→ DATA FOR THE TASK:
--- begin ---

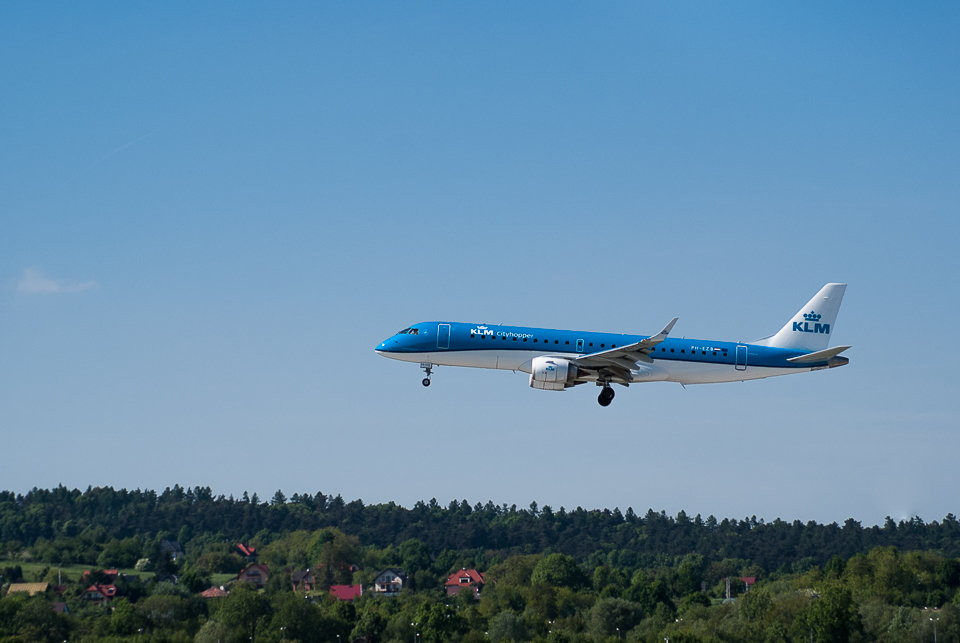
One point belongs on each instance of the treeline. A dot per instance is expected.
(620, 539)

--- end ---
--- begin ---

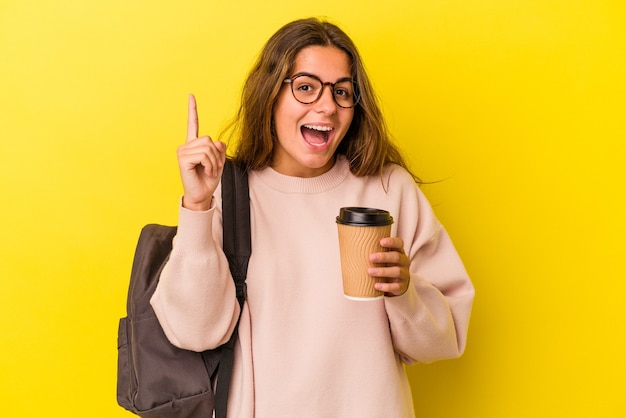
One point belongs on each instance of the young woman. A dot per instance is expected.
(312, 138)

--- end ---
--- begin ---

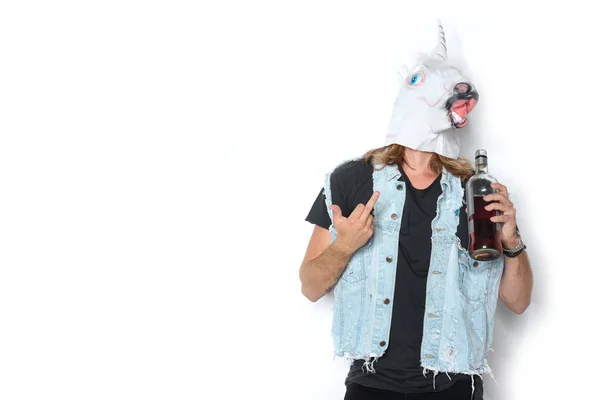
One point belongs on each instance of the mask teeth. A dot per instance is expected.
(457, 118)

--- end ---

→ TASK BRIEF: List every line of the records above in which the word "each" appears.

→ RESPONSE TO THE EXERCISE:
One point belongs on each instance of the treeline. A dot per instance is expected.
One point belongs on each instance of the young woman. A dot per instance is expected.
One point belongs on each instance of the mask teeth. A dot per instance is expected.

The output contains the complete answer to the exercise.